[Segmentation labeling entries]

▬▬▬

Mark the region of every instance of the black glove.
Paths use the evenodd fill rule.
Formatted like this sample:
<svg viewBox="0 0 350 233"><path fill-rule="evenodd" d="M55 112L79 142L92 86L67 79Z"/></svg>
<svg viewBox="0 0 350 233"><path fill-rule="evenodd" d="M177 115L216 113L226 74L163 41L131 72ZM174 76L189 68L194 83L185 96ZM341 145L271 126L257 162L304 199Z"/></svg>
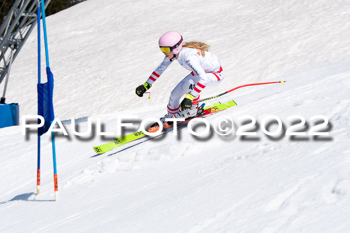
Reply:
<svg viewBox="0 0 350 233"><path fill-rule="evenodd" d="M135 91L136 94L138 95L140 97L144 96L144 93L146 92L147 90L150 88L152 85L150 83L147 83L145 82L144 85L140 85L138 87L136 88L136 91Z"/></svg>
<svg viewBox="0 0 350 233"><path fill-rule="evenodd" d="M184 99L181 102L180 106L181 106L181 110L184 111L188 108L190 108L192 107L192 100L194 99L194 96L191 95L189 93L187 93Z"/></svg>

▬▬▬

### The request
Reproduce every entry above word for word, leaving out the pictures.

### Reply
Mark the region of every instance of the black glove.
Paths use the evenodd fill rule.
Formatted like this sample:
<svg viewBox="0 0 350 233"><path fill-rule="evenodd" d="M55 112L79 142L92 86L67 79Z"/></svg>
<svg viewBox="0 0 350 233"><path fill-rule="evenodd" d="M177 115L216 113L226 74L163 41L131 72ZM174 76L189 68L194 83L185 96ZM341 145L271 126L257 162L304 199Z"/></svg>
Reply:
<svg viewBox="0 0 350 233"><path fill-rule="evenodd" d="M135 91L136 94L138 95L140 97L144 96L144 93L146 92L147 90L150 88L152 85L150 83L147 83L145 82L144 85L140 85L138 87L136 88L136 91Z"/></svg>
<svg viewBox="0 0 350 233"><path fill-rule="evenodd" d="M184 99L181 102L180 106L181 106L181 110L184 111L188 108L190 108L192 107L192 100L194 99L194 96L191 95L189 93L187 93Z"/></svg>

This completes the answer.